Saved entries
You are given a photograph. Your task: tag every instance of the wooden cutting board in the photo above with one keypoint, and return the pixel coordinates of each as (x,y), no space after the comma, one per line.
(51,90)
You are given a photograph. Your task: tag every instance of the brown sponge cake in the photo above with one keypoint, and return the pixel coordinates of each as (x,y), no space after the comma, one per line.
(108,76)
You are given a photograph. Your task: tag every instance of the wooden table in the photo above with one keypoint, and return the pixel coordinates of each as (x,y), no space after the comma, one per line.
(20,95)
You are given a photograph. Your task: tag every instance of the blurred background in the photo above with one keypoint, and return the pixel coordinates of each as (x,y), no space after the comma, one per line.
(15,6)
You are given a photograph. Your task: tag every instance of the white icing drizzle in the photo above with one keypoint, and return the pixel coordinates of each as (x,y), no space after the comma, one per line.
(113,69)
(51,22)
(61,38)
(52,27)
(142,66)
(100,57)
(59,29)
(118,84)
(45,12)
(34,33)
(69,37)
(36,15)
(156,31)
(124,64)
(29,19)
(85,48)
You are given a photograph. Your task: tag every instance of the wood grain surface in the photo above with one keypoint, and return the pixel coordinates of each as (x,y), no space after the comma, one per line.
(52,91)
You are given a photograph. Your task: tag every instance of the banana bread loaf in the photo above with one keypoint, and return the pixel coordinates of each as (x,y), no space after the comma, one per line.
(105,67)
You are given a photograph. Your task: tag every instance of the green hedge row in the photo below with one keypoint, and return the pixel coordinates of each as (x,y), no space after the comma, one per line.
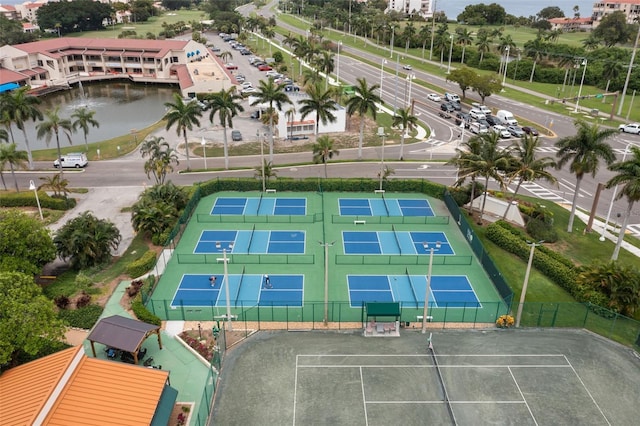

Written task
Repeat the records from the line containing "of the banana" through the end of the records, with the requests kept and every pixel coordinate in the answers multiplied by 1.2 and rounded to the nearest whole number, halves rounding up. Give only those lines, and leave out the pictures.

Task response
You are given a photograph. Your task: tag every instance of the banana bread loaf in the photo above with one keypoint, and return the pixel coordinates of each as (x,y), no space after the comma, one per line.
(126,80)
You are given a photograph. Your task: tag every instance of the green hedge row in the photo below with one keypoint, and return the pixel coordinates of each as (x,y), no space after the comma, one per line.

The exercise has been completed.